● **EXCERPT**:
---------------

Is there a single Python regex that can change all "foo" to "bar" on lines starting with "#"?

Question

Is it possible to write a single Python regular expression that can be applied to a multi-line string and change all occurrences of "foo" to "bar", but only on lines beginning with "#"?

I was able to get this working in Perl, using Perl's \G regular expression sigil, which matches the end of the previous match. However, Python doesn't appear to support this.

Here's the Perl solution, in case it helps:

my $x =<<EOF;
# foo
foo
# foo foo
EOF

$x =~ s{
        (            # begin capture
          (?:\G|^\#) # last match or start of string plus hash
          .*?        # followed by anything, non-greedily
        )            # end capture
        foo
      }
      {$1bar}xmg;

print $x;

The proper output, of course, is:

# bar
foo
# bar bar

Can this be done in Python?

---

Edit: Yes, I know that it's possible to split the string into individual lines and test each line and then decide whether to apply the transformation, but please take my word that doing so would be non-trivial in this case. I really do need to do it with a single regular expression.

---------------

● **RECORD EXTRACTS**:
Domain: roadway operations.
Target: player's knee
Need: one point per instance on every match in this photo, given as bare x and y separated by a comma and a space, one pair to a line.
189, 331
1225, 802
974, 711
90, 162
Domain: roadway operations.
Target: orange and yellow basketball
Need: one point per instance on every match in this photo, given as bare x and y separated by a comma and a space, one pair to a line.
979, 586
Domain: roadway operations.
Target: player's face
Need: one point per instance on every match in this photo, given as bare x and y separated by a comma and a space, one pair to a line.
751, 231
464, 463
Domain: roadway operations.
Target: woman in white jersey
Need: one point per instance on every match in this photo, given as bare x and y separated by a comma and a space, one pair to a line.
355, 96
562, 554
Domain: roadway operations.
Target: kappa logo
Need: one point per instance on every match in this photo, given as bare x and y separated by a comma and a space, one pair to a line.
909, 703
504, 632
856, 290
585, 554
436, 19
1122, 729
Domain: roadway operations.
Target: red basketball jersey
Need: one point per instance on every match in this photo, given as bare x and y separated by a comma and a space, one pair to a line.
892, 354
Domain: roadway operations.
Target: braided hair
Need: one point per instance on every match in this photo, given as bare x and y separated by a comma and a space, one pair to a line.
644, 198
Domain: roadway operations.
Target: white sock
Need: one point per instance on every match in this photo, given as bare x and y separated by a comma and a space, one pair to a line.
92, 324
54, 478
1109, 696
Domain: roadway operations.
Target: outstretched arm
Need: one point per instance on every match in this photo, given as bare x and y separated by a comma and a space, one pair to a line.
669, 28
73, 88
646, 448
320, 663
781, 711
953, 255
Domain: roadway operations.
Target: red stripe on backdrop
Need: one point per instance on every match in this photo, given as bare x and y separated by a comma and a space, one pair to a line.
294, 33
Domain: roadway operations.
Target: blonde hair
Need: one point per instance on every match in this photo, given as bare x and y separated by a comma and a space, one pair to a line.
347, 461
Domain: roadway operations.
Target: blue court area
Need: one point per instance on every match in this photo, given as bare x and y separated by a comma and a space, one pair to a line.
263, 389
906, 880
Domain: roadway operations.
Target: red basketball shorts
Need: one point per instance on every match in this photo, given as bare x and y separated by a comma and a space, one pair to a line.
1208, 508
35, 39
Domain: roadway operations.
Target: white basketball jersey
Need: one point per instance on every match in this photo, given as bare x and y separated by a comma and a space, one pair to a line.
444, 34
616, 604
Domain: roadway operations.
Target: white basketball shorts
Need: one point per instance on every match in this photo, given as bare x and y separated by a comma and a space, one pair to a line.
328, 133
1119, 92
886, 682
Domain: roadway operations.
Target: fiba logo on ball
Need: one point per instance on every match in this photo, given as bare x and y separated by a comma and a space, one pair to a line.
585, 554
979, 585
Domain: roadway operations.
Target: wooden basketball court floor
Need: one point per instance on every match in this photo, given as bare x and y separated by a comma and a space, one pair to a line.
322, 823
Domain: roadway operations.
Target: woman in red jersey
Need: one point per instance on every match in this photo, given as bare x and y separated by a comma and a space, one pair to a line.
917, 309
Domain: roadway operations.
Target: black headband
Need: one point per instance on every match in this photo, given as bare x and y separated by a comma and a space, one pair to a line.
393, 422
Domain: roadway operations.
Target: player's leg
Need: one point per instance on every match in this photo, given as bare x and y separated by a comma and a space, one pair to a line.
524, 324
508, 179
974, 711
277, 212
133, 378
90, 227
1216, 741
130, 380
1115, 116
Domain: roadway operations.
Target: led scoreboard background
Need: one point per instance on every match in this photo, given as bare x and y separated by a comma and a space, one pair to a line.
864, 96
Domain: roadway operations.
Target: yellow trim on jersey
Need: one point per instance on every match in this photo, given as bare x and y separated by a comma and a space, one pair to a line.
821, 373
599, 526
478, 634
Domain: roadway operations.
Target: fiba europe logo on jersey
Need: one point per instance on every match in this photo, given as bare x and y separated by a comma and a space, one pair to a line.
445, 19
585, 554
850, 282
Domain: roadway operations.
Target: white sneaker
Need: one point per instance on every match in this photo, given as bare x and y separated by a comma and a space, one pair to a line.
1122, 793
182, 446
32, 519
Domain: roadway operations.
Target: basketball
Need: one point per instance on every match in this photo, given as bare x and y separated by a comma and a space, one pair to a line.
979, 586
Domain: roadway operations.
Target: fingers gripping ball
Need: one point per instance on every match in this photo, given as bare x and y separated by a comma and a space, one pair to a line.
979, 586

---------------

● **EXERCISE INSTRUCTIONS**:
A) Retype the passage of the Python regex question starting at "Is it possible" and ending at "to support this.".
B) In the Python regex question, what does Perl's \G sigil match?
C) Continue the Python regex question from its last sentence.

● **ANSWERS PER TASK**:
A)
Is it possible to write a single Python regular expression that can be applied to a multi-line string and change all occurrences of "foo" to "bar", but only on lines beginning with "#"?

I was able to get this working in Perl, using Perl's \G regular expression sigil, which matches the end of the previous match. However, Python doesn't appear to support this.

B) The end of the previous match.

C)
Answer 1

It looked pretty easy to do with a regular expression:

>>> import re
... text = """line 1
... line 2
... Barney Rubble Cutherbert Dribble and foo
... line 4
... # Flobalob, bing, bong, foo and brian
... line 6"""
>>> regexp = re.compile('^(#.+)foo', re.MULTILINE)
>>> print re.sub(regexp, '\g<1>bar', text)
line 1
line 2
Barney Rubble Cutherbert Dribble and foo
line 4
# Flobalob, bing, bong, bar and brian
line 6

But then trying your example text is not so good:

>>> text = """# foo
... foo
... # foo foo"""
>>> regexp = re.compile('^(#.+)foo', re.MULTILINE)
>>> print re.sub(regexp, '\g<1>bar', text)
# bar
foo
# foo bar

So, try this:

>>> regexp = re.compile('(^#|\g.+)foo', re.MULTILINE)
>>> print re.sub(regexp, '\g<1>bar', text)
# foo
foo
# foo foo

That seemed to work, but I can't find \g in the documentation!

Moral: don't try to code after a couple of beers.

Answer 2

\g works in python just like perl, and is in the docs.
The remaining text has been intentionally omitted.